§ REQUEST:
Return, word for word, only the lines from the one containing "point_to(query) identifies every instance of the wooden cabinet" through the last line of the entries.

Records from a data source:

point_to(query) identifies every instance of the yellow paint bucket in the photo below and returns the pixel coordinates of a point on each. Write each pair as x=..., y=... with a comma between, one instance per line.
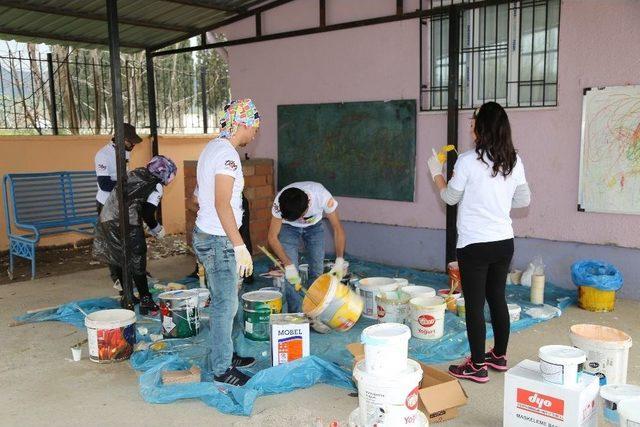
x=592, y=299
x=332, y=303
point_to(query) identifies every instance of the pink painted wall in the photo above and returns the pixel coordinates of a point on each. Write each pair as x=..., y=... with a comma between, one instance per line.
x=598, y=46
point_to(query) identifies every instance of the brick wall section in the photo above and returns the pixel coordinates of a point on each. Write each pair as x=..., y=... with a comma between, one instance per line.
x=258, y=189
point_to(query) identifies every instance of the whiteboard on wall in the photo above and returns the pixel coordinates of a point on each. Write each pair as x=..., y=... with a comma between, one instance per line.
x=610, y=150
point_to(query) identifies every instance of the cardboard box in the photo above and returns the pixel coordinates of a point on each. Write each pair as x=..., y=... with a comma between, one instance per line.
x=289, y=334
x=530, y=401
x=441, y=395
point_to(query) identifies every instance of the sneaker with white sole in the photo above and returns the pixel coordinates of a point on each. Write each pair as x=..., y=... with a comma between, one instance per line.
x=470, y=371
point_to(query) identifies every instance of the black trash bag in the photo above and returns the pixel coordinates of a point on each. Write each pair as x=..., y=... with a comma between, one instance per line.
x=107, y=244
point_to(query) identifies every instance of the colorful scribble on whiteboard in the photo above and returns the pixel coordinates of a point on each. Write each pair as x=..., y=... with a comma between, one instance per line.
x=610, y=150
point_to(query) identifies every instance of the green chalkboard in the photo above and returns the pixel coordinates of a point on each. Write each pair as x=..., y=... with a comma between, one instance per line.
x=354, y=149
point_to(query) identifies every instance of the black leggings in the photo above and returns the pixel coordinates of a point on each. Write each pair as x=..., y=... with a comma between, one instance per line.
x=483, y=270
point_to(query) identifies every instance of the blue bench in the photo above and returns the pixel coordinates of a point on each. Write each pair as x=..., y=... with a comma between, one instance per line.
x=43, y=204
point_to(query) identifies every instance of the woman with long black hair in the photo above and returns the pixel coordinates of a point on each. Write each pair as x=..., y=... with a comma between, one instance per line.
x=487, y=183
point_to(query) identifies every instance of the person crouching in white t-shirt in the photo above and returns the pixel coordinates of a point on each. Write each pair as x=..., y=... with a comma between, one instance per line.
x=297, y=217
x=216, y=239
x=487, y=183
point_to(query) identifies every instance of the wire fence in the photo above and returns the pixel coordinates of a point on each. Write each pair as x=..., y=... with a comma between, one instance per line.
x=71, y=93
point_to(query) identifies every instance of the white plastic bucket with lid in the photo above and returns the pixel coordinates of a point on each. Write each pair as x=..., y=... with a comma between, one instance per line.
x=354, y=419
x=386, y=347
x=392, y=308
x=612, y=395
x=111, y=335
x=514, y=312
x=370, y=287
x=561, y=364
x=388, y=402
x=629, y=412
x=413, y=291
x=427, y=317
x=607, y=351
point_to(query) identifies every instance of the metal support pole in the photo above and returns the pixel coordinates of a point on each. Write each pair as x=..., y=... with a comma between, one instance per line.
x=203, y=85
x=52, y=95
x=452, y=124
x=121, y=165
x=151, y=94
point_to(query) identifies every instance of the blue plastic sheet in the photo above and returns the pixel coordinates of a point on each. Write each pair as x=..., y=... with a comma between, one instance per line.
x=596, y=274
x=330, y=362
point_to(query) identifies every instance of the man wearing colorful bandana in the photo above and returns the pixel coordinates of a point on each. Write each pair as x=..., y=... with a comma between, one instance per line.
x=216, y=239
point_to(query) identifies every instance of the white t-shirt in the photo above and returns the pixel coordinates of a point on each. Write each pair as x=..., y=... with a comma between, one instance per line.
x=105, y=163
x=483, y=212
x=219, y=157
x=320, y=202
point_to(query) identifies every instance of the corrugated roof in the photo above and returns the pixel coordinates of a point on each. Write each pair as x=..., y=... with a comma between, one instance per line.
x=143, y=23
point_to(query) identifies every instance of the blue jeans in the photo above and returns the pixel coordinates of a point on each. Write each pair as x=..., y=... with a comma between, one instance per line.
x=313, y=238
x=217, y=256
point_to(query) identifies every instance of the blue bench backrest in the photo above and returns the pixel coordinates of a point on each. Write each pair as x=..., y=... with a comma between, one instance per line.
x=53, y=199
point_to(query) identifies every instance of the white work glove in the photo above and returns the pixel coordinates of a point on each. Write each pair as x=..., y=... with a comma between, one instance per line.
x=244, y=263
x=293, y=277
x=435, y=167
x=158, y=231
x=338, y=268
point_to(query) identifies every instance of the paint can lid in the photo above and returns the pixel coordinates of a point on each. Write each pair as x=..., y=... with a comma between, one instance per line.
x=385, y=334
x=617, y=392
x=562, y=354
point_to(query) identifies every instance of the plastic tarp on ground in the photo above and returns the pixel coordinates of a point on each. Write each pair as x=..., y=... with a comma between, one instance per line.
x=330, y=361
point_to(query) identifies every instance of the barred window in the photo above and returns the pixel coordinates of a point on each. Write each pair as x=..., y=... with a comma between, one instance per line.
x=508, y=53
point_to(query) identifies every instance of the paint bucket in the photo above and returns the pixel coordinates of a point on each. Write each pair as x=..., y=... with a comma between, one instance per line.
x=332, y=303
x=413, y=291
x=401, y=282
x=454, y=276
x=514, y=312
x=111, y=335
x=607, y=351
x=370, y=287
x=257, y=307
x=450, y=299
x=388, y=401
x=629, y=412
x=592, y=299
x=427, y=317
x=354, y=419
x=612, y=395
x=561, y=364
x=179, y=313
x=461, y=309
x=392, y=307
x=537, y=289
x=385, y=348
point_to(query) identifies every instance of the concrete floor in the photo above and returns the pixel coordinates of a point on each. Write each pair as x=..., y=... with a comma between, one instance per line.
x=41, y=387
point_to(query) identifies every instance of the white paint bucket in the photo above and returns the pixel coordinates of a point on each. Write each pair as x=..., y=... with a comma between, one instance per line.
x=354, y=419
x=514, y=312
x=612, y=395
x=111, y=335
x=561, y=364
x=461, y=308
x=370, y=287
x=392, y=308
x=427, y=317
x=388, y=402
x=385, y=348
x=413, y=291
x=401, y=282
x=629, y=412
x=607, y=351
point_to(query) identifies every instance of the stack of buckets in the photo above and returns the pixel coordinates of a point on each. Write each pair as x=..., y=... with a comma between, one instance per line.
x=388, y=382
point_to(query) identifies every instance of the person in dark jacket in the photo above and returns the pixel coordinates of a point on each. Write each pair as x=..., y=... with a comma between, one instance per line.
x=107, y=245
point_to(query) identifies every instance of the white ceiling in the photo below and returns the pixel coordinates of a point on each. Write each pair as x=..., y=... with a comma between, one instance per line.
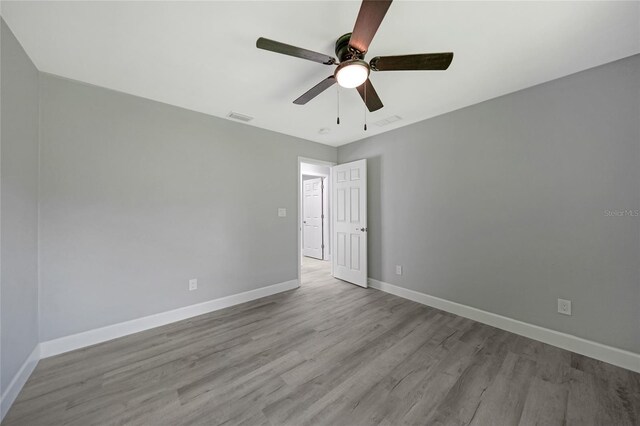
x=202, y=55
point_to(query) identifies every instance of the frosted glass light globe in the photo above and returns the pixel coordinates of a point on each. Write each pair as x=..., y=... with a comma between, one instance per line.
x=352, y=74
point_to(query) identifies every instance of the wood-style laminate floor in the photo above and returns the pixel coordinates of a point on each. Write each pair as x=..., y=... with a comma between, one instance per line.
x=327, y=353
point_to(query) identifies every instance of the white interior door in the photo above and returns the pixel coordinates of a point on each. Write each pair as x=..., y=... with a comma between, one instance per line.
x=312, y=244
x=349, y=222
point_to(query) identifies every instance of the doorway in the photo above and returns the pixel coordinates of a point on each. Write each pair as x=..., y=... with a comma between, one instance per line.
x=314, y=219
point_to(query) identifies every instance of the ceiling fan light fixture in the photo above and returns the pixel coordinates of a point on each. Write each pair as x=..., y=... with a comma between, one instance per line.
x=352, y=73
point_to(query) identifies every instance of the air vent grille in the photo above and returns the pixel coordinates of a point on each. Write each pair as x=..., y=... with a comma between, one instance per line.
x=239, y=117
x=388, y=120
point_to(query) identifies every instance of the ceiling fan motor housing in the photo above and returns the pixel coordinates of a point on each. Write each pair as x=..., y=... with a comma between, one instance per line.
x=344, y=52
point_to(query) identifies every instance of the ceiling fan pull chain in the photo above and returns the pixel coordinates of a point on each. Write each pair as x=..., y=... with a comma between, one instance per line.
x=338, y=92
x=365, y=106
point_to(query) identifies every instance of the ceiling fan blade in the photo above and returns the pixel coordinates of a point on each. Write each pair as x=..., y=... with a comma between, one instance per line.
x=372, y=99
x=298, y=52
x=315, y=90
x=424, y=62
x=369, y=18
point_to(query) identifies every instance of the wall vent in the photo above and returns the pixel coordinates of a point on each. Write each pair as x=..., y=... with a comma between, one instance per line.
x=388, y=120
x=239, y=117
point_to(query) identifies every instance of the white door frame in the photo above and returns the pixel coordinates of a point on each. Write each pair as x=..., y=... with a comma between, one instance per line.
x=299, y=224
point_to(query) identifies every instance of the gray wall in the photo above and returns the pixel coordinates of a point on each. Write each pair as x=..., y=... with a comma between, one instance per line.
x=137, y=197
x=19, y=207
x=501, y=206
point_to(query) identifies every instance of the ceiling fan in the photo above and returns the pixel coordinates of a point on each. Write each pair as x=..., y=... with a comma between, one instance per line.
x=352, y=71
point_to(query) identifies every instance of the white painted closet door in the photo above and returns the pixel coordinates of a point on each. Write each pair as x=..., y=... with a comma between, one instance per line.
x=349, y=219
x=312, y=218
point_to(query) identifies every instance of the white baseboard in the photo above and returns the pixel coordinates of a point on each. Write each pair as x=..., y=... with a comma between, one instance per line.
x=11, y=393
x=615, y=356
x=99, y=335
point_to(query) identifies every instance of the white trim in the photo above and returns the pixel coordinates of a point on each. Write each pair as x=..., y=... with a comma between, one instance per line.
x=615, y=356
x=98, y=335
x=11, y=393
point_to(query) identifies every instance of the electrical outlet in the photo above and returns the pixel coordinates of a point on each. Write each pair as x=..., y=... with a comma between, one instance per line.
x=564, y=306
x=193, y=284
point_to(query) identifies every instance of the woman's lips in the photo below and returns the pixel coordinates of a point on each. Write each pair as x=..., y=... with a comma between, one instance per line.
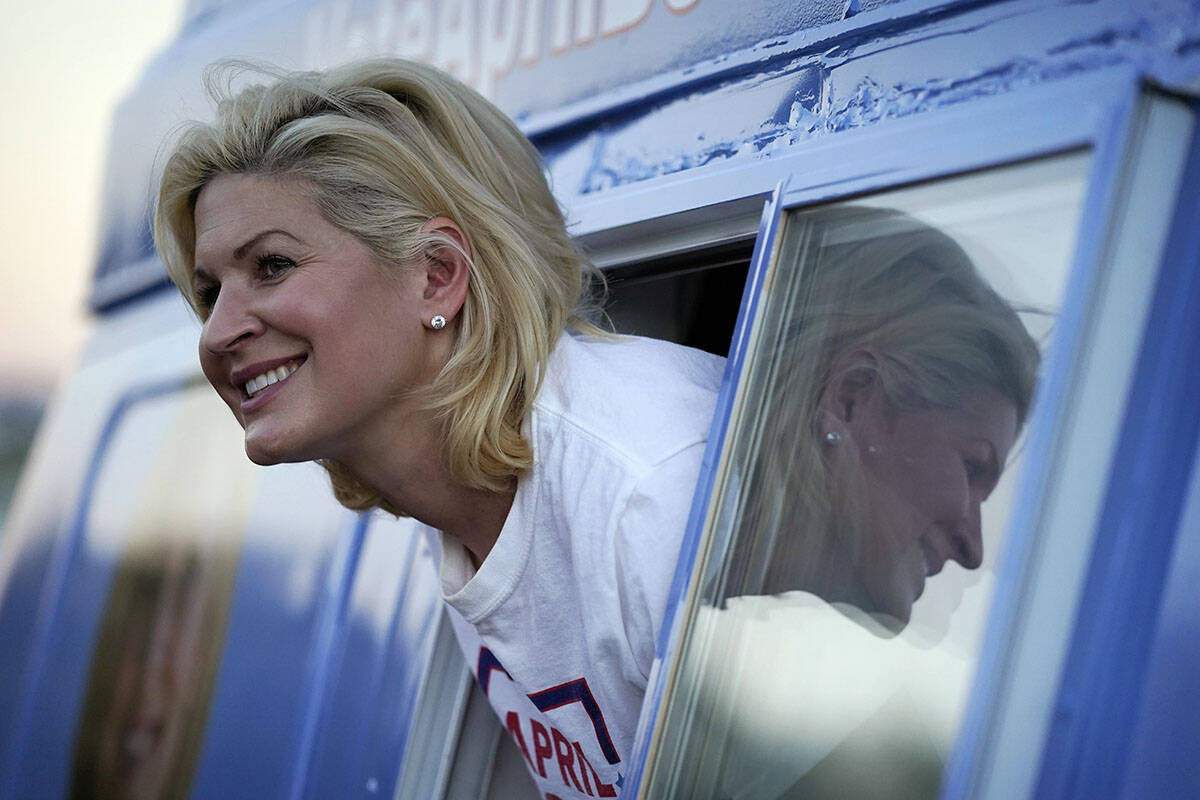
x=265, y=391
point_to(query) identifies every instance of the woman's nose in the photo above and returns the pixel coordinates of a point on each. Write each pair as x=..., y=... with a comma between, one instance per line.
x=231, y=322
x=969, y=539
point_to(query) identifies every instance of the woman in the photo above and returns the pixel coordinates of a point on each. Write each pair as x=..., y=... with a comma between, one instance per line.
x=897, y=388
x=906, y=382
x=384, y=281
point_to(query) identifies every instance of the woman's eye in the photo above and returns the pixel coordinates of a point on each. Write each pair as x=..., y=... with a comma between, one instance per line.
x=976, y=469
x=274, y=265
x=207, y=296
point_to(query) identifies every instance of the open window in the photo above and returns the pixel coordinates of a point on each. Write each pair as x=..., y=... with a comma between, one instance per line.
x=885, y=609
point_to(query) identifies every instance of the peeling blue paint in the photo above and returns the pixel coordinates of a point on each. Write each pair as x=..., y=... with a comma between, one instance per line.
x=887, y=67
x=844, y=65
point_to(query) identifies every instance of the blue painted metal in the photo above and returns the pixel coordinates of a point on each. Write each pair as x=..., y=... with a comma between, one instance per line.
x=1102, y=683
x=330, y=632
x=53, y=617
x=1109, y=145
x=821, y=91
x=743, y=91
x=1165, y=739
x=376, y=675
x=667, y=647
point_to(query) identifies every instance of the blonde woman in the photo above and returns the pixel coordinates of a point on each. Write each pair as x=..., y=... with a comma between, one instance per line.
x=387, y=287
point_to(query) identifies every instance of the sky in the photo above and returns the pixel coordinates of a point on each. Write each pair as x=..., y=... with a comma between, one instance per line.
x=66, y=65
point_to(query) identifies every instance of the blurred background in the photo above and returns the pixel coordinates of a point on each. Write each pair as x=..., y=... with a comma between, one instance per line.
x=67, y=64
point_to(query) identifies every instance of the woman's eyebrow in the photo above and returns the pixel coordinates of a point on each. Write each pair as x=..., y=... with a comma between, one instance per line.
x=240, y=253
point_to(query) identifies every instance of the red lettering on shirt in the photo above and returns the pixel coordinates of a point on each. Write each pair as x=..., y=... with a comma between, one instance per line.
x=513, y=722
x=604, y=789
x=541, y=749
x=565, y=758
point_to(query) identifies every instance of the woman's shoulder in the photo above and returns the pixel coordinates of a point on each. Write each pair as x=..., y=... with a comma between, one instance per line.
x=645, y=397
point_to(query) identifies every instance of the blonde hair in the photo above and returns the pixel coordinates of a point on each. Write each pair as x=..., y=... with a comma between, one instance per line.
x=875, y=278
x=387, y=145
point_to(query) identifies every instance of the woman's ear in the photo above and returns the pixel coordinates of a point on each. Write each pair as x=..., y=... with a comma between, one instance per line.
x=852, y=395
x=447, y=271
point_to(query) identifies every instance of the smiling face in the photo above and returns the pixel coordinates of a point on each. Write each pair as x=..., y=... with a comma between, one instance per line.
x=309, y=337
x=913, y=485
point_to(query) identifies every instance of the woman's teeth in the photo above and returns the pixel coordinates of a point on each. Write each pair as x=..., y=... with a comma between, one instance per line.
x=270, y=377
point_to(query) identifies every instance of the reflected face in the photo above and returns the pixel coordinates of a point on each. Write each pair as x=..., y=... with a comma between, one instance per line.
x=923, y=477
x=309, y=337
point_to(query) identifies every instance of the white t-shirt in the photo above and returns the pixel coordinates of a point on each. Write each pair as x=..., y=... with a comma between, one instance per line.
x=561, y=620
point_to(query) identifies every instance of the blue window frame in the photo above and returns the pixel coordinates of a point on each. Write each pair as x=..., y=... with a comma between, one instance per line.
x=1105, y=310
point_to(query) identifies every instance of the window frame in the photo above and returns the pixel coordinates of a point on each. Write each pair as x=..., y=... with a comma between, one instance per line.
x=1099, y=113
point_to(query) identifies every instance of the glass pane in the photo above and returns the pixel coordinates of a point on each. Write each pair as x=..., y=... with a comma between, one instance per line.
x=862, y=498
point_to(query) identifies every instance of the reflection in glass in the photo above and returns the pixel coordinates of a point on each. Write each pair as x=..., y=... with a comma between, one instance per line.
x=863, y=489
x=159, y=647
x=903, y=380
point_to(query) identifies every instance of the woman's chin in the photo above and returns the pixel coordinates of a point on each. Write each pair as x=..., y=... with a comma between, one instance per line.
x=268, y=452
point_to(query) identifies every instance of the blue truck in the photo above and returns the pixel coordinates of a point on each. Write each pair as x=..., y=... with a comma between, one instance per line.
x=175, y=621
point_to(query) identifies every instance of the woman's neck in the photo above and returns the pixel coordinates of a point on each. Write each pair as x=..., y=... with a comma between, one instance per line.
x=414, y=476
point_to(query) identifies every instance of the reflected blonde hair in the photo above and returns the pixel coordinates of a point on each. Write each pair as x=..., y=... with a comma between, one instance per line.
x=873, y=278
x=387, y=145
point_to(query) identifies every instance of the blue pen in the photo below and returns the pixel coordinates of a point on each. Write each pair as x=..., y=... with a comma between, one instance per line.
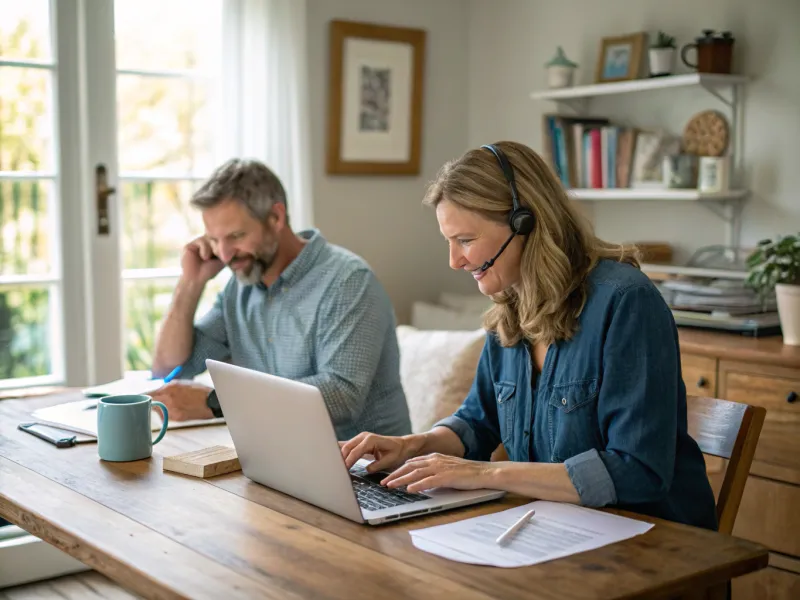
x=173, y=374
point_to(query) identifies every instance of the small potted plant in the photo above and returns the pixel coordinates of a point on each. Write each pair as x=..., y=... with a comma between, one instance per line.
x=775, y=265
x=662, y=55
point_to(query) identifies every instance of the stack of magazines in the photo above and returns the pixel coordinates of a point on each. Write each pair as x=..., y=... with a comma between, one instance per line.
x=725, y=304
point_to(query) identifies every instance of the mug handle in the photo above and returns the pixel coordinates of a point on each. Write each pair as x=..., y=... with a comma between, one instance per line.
x=165, y=415
x=684, y=50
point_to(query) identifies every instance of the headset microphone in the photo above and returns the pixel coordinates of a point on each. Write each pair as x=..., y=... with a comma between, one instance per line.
x=489, y=263
x=521, y=219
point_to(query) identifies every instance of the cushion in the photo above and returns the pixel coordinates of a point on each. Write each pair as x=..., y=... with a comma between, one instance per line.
x=470, y=303
x=442, y=318
x=436, y=369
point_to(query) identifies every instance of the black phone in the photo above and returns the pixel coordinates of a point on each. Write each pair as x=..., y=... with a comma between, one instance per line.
x=55, y=436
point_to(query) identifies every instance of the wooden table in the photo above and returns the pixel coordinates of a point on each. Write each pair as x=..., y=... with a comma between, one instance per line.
x=164, y=535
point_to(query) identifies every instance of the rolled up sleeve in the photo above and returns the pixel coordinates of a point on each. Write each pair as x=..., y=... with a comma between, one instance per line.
x=210, y=340
x=637, y=406
x=356, y=320
x=475, y=422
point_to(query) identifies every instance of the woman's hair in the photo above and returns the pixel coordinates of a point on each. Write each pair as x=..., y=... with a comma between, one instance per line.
x=544, y=306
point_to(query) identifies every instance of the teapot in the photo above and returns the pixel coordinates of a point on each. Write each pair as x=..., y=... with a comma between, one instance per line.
x=714, y=52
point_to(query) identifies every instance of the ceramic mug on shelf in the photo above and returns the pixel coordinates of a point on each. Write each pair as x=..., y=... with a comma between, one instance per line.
x=714, y=174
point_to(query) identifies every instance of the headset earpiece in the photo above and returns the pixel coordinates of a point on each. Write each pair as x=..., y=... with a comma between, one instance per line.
x=521, y=219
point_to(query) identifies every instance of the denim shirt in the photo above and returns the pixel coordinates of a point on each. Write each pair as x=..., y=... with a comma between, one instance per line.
x=610, y=404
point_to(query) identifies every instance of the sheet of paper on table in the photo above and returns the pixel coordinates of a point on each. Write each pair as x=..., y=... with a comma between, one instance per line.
x=555, y=531
x=81, y=415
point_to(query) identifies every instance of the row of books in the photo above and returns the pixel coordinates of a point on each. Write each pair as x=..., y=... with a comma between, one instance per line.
x=590, y=152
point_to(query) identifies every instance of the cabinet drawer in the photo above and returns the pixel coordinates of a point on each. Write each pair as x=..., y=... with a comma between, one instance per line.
x=767, y=584
x=778, y=451
x=779, y=581
x=768, y=514
x=699, y=374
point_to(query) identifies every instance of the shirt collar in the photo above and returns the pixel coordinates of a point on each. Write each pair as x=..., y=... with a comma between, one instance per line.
x=303, y=262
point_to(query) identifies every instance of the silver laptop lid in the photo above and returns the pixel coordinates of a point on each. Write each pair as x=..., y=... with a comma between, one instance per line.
x=284, y=437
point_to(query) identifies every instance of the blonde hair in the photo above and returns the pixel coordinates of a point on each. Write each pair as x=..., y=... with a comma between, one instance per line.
x=546, y=303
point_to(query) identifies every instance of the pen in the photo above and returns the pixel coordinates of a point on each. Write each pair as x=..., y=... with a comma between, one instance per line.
x=173, y=374
x=515, y=527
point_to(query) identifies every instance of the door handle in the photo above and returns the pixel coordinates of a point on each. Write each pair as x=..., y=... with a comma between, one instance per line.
x=102, y=192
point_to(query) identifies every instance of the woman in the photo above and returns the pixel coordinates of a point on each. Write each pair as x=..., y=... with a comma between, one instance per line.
x=580, y=375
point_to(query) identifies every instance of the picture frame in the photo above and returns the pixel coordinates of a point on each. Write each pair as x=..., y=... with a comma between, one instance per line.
x=620, y=58
x=375, y=103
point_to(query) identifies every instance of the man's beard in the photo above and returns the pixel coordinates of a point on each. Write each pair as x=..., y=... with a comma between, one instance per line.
x=261, y=262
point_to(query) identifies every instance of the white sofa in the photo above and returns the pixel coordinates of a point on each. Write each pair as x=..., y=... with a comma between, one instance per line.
x=439, y=355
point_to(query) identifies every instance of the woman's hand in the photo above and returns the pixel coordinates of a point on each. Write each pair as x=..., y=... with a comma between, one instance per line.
x=439, y=470
x=388, y=451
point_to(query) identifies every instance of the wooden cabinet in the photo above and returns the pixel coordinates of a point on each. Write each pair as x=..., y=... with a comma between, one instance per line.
x=762, y=372
x=699, y=374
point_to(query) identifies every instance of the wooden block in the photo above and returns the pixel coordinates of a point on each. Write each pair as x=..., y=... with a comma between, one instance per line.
x=207, y=462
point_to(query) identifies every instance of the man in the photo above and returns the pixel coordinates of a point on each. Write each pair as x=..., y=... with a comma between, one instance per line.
x=298, y=307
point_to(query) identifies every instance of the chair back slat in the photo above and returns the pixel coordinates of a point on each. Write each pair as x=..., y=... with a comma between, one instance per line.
x=715, y=424
x=729, y=430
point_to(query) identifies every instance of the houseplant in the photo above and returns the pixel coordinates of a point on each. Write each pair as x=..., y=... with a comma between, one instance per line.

§ WRITTEN SOLUTION:
point_to(query) identifies every instance of the wooden cabinet in the photo above and returns the pixel coordinates of a point on each. Write each pair as x=..., y=... with a comma between, one instance per line.
x=762, y=372
x=699, y=374
point_to(query) identifies every instance of the wooden block in the photo above and returns the pixel coordinates of a point on each. Write each pair as x=..., y=... with a comma between, one instance per line.
x=207, y=462
point_to(query) identifies every instance of the man in the photo above and returns the pixel coordinates of a point on each. Write each pair as x=..., y=... with a comma between, one instance per line.
x=298, y=307
point_to(query) identifies every instance of the chair back slat in the photo above and returns the pixel coordinates of a point on each. Write each pair as x=..., y=... with a comma between, one instance per line.
x=715, y=424
x=729, y=430
point_to(query) identifies every instance of the houseplant in the photo above and returns the pixel coordinates of a point on each. Write each pair as x=..., y=... with a comma between, one instance per line.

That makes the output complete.